======== Passage ========

Gene Therapy for Cancer and Mesothelioma
Donald Hardy: First recipient of gene therapy for mesothelioma
For 35 years, Donald Hardy worked with asbestos. He installed it as insulation in power plants and factories; he mixed it, at times with his bare hands, into batches of concrete. Breathing in the fibers that clouded his workplace gave him headaches, so unlike many of his coworkers, he fashioned homemade facemasks from cotton diapers.
It wasn't until the 70s that the dangers of asbestos were revealed to those who'd worked so closely with it. Hardy knew that his makeshift facemask had probably provided little protection from the deadly fibers, especially as his coworkers fell ill and passed away from mesothelioma. In September of 1994, his fear was confirmed when he was diagnosed with malignant pleural mesothelioma.
Unlike many of his coworkers, who simply resigned themselves to the disease, Hardy sought out and researched specialists and treatments. Presented with the regularly performed radiation, surgery, and chemotherapy treatments, Hardy was disatisfied. The cost to his health, even if the procedures were successful, seemed high, and the "success" of these treatments was still measured only in months. He opted to seek out something different, and he found it at the University of Pennsylvania.
Scientists had been working on using gene therapy to fight cancer for years. At the University of Pennsylvania, they had developed a revolutionary treatment in laboratory animals and were ready to test it in humans. While untested in humans, it provided Hardy with something none of the other treatments had: hope. In November of 1995, Hardy became the first person to receive gene therapy for mesothelioma. The goal was to introduce so-called "suicided genes" in to the cancer cells, making them sensitive to the drug ganciclovir.
A tube was inserted into Hardy's chest cavity through which the theraputic solution was added. Hardy was asked to roll back and forth, sloshing it over as much of the tumor as possible. And they waited. After a brief heart rate and temperature increase, Hardy's vital signs stablized. Four days after the treatment, biopsies were taken to evaluate its success, but results were inconclusive.
For Hardy, they have been anything but inconclusive. He has continued to maintain his active lifestyle, which includes wintering in Florida, spending the summers in New Jersey with family, and a lot of golf. Monthly checkups monitored the tumor's growth, or decided lack of growth. Many others joined Hardy's initial trial, but not all met with the same success.
Even five years after receiving the gene therapy treatment, Hardy's health remained. His success has even surprised the doctors that provided the treatment. But was it the therapy or Hardy's positive attitude that has maintained his health? It's impossible to know, but mesothelioma gene therapy along with cancer gene therapy trials have continued to expand the knowledge on this promising new treatment. Knowledge that will hopefully help find a cure for mesothelioma or other cancers.

======== Record extracts ========

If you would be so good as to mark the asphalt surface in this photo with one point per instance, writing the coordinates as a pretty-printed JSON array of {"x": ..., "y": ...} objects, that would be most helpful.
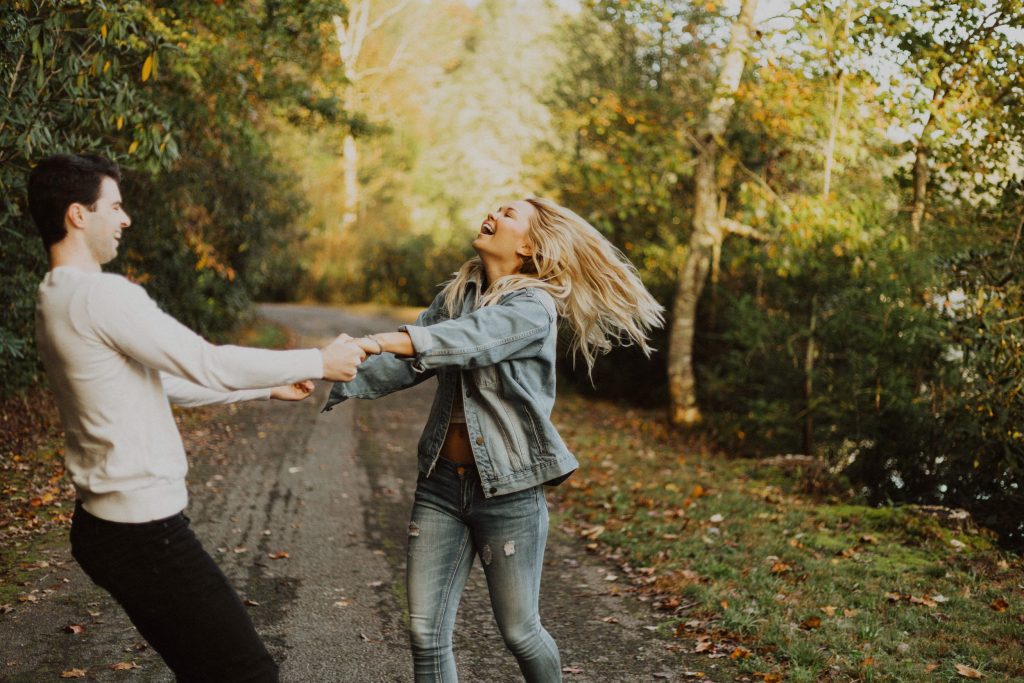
[{"x": 307, "y": 515}]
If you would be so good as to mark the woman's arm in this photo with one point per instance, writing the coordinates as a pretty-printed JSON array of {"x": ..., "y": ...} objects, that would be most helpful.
[{"x": 517, "y": 327}]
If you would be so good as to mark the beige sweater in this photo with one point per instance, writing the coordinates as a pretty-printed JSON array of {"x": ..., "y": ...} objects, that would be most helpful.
[{"x": 105, "y": 346}]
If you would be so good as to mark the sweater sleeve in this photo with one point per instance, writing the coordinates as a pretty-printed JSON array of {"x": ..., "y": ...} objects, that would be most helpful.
[
  {"x": 184, "y": 393},
  {"x": 122, "y": 315}
]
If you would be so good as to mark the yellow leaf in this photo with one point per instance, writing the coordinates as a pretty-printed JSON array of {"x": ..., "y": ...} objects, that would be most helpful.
[{"x": 968, "y": 672}]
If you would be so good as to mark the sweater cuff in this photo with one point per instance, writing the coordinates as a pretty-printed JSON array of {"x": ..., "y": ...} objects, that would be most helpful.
[{"x": 422, "y": 344}]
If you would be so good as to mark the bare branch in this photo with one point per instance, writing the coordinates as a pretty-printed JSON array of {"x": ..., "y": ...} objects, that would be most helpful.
[
  {"x": 735, "y": 227},
  {"x": 386, "y": 15}
]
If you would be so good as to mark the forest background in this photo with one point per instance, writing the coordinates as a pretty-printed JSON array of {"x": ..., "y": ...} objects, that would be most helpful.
[{"x": 826, "y": 196}]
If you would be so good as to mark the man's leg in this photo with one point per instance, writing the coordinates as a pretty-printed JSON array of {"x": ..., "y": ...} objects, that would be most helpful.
[{"x": 175, "y": 595}]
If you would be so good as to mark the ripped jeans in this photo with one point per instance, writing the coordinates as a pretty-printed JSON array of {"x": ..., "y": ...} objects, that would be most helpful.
[{"x": 452, "y": 523}]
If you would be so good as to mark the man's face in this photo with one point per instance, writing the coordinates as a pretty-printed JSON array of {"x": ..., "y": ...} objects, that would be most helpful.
[{"x": 104, "y": 221}]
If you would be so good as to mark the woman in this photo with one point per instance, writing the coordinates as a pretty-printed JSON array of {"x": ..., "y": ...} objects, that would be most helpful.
[{"x": 489, "y": 338}]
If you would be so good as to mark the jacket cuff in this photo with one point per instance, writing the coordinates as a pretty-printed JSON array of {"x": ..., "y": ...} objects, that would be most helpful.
[{"x": 422, "y": 344}]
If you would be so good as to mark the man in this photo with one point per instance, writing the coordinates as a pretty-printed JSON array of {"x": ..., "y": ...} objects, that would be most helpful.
[{"x": 114, "y": 358}]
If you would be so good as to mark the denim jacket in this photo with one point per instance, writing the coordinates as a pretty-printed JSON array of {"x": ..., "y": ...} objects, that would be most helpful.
[{"x": 505, "y": 354}]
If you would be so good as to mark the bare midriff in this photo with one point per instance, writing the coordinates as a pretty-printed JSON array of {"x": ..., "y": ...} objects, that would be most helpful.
[{"x": 456, "y": 446}]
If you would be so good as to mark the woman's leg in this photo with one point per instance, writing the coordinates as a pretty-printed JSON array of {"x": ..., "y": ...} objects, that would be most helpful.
[
  {"x": 440, "y": 554},
  {"x": 510, "y": 532}
]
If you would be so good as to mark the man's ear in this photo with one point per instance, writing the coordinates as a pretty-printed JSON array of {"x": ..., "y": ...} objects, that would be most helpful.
[{"x": 75, "y": 216}]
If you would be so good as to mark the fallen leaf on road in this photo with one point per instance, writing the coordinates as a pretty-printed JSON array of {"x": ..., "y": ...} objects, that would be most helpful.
[{"x": 968, "y": 672}]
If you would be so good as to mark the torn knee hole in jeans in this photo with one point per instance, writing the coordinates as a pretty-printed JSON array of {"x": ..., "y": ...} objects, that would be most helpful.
[{"x": 486, "y": 555}]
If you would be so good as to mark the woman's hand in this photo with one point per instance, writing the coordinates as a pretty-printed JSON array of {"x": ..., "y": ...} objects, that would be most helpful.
[
  {"x": 296, "y": 391},
  {"x": 370, "y": 345}
]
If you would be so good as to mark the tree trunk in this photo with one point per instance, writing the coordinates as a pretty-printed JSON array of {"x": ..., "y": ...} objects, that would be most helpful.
[
  {"x": 809, "y": 382},
  {"x": 350, "y": 161},
  {"x": 830, "y": 145},
  {"x": 707, "y": 229},
  {"x": 921, "y": 176}
]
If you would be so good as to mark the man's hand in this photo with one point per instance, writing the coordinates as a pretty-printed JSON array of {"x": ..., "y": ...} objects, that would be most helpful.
[
  {"x": 341, "y": 359},
  {"x": 296, "y": 391}
]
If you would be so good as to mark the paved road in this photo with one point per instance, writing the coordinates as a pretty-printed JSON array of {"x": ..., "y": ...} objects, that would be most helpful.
[{"x": 333, "y": 492}]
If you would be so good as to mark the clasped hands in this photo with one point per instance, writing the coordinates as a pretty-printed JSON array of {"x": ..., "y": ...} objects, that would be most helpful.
[{"x": 341, "y": 361}]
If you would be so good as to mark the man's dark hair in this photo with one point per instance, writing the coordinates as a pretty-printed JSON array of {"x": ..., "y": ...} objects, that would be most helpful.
[{"x": 60, "y": 180}]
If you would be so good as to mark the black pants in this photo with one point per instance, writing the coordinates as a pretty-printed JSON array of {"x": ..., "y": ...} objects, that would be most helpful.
[{"x": 175, "y": 595}]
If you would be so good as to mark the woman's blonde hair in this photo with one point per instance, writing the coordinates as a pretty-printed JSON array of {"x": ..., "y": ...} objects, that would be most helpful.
[{"x": 597, "y": 291}]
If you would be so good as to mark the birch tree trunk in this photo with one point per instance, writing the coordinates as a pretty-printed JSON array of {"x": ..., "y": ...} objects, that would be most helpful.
[
  {"x": 830, "y": 145},
  {"x": 921, "y": 176},
  {"x": 351, "y": 33},
  {"x": 707, "y": 223}
]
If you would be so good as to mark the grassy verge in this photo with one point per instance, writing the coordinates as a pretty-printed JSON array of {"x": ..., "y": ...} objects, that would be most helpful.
[
  {"x": 794, "y": 587},
  {"x": 36, "y": 497}
]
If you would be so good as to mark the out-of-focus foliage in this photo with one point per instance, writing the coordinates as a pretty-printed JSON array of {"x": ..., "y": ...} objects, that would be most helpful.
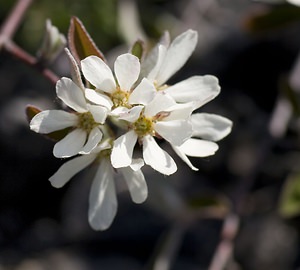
[
  {"x": 272, "y": 18},
  {"x": 99, "y": 16},
  {"x": 290, "y": 201}
]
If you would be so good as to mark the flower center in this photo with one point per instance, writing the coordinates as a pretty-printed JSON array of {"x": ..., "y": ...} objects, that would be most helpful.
[
  {"x": 86, "y": 121},
  {"x": 143, "y": 126},
  {"x": 120, "y": 98}
]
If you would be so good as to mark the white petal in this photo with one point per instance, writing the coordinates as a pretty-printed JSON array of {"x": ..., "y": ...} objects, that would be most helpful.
[
  {"x": 143, "y": 93},
  {"x": 127, "y": 70},
  {"x": 161, "y": 102},
  {"x": 69, "y": 169},
  {"x": 99, "y": 113},
  {"x": 151, "y": 58},
  {"x": 71, "y": 95},
  {"x": 183, "y": 156},
  {"x": 198, "y": 148},
  {"x": 98, "y": 73},
  {"x": 137, "y": 163},
  {"x": 156, "y": 157},
  {"x": 210, "y": 126},
  {"x": 197, "y": 88},
  {"x": 175, "y": 132},
  {"x": 177, "y": 54},
  {"x": 98, "y": 98},
  {"x": 121, "y": 155},
  {"x": 161, "y": 54},
  {"x": 71, "y": 144},
  {"x": 52, "y": 120},
  {"x": 130, "y": 115},
  {"x": 94, "y": 138},
  {"x": 102, "y": 198},
  {"x": 179, "y": 111},
  {"x": 136, "y": 183}
]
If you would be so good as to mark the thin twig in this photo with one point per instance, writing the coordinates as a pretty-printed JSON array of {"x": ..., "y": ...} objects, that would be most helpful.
[
  {"x": 13, "y": 21},
  {"x": 225, "y": 248},
  {"x": 30, "y": 60},
  {"x": 7, "y": 32}
]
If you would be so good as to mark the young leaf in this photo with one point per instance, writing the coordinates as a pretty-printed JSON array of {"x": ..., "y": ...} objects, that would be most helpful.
[
  {"x": 80, "y": 43},
  {"x": 31, "y": 111},
  {"x": 75, "y": 71},
  {"x": 289, "y": 205},
  {"x": 138, "y": 49}
]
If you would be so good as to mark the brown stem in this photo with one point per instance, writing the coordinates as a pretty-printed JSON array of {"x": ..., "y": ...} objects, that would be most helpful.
[
  {"x": 22, "y": 55},
  {"x": 12, "y": 22},
  {"x": 225, "y": 248}
]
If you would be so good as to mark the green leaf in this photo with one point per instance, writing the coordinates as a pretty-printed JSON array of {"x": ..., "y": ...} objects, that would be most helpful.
[
  {"x": 80, "y": 43},
  {"x": 272, "y": 18},
  {"x": 31, "y": 111},
  {"x": 138, "y": 49},
  {"x": 289, "y": 204}
]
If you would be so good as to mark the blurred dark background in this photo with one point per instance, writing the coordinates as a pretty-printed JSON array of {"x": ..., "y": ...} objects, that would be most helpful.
[{"x": 252, "y": 48}]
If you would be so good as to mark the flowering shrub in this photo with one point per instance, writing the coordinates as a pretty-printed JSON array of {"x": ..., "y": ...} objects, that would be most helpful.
[{"x": 116, "y": 118}]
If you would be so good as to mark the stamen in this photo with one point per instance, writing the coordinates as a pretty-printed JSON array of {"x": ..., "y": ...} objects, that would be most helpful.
[
  {"x": 120, "y": 98},
  {"x": 86, "y": 121},
  {"x": 143, "y": 126}
]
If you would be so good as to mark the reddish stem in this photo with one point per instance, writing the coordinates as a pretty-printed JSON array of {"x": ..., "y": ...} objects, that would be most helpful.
[
  {"x": 13, "y": 20},
  {"x": 22, "y": 55}
]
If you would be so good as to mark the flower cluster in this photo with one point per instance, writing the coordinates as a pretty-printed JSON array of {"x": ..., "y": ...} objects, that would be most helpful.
[{"x": 116, "y": 118}]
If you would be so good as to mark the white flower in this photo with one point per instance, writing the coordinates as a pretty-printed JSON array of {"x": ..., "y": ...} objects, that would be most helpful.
[
  {"x": 210, "y": 128},
  {"x": 85, "y": 122},
  {"x": 108, "y": 92},
  {"x": 166, "y": 59},
  {"x": 102, "y": 198},
  {"x": 161, "y": 117}
]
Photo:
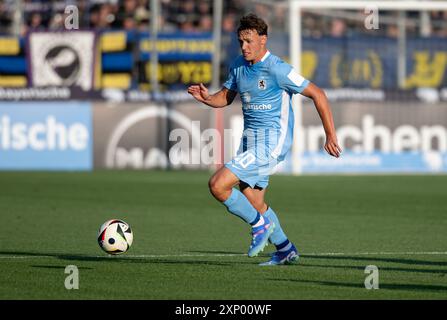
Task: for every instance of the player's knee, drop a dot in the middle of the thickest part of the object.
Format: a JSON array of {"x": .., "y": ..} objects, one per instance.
[{"x": 215, "y": 186}]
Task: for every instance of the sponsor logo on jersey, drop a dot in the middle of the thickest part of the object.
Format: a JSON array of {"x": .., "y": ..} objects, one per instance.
[
  {"x": 245, "y": 97},
  {"x": 257, "y": 106}
]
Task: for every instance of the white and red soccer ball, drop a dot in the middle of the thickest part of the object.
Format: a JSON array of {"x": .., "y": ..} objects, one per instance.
[{"x": 115, "y": 236}]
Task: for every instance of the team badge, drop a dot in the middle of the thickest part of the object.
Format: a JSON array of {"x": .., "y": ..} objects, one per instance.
[
  {"x": 245, "y": 97},
  {"x": 262, "y": 84}
]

========

Task set ::
1. In the passage about Donald Hardy, what month and year did he become the first person to receive gene therapy for mesothelioma?
2. Reproduce the passage about Donald Hardy word for word, starting at "Scientists had been" and ending at "the drug ganciclovir.".
Draw only on the passage about Donald Hardy for these tasks.

Outputs by task ::
1. November 1995.

2.
Scientists had been working on using gene therapy to fight cancer for years. At the University of Pennsylvania, they had developed a revolutionary treatment in laboratory animals and were ready to test it in humans. While untested in humans, it provided Hardy with something none of the other treatments had: hope. In November of 1995, Hardy became the first person to receive gene therapy for mesothelioma. The goal was to introduce so-called "suicided genes" in to the cancer cells, making them sensitive to the drug ganciclovir.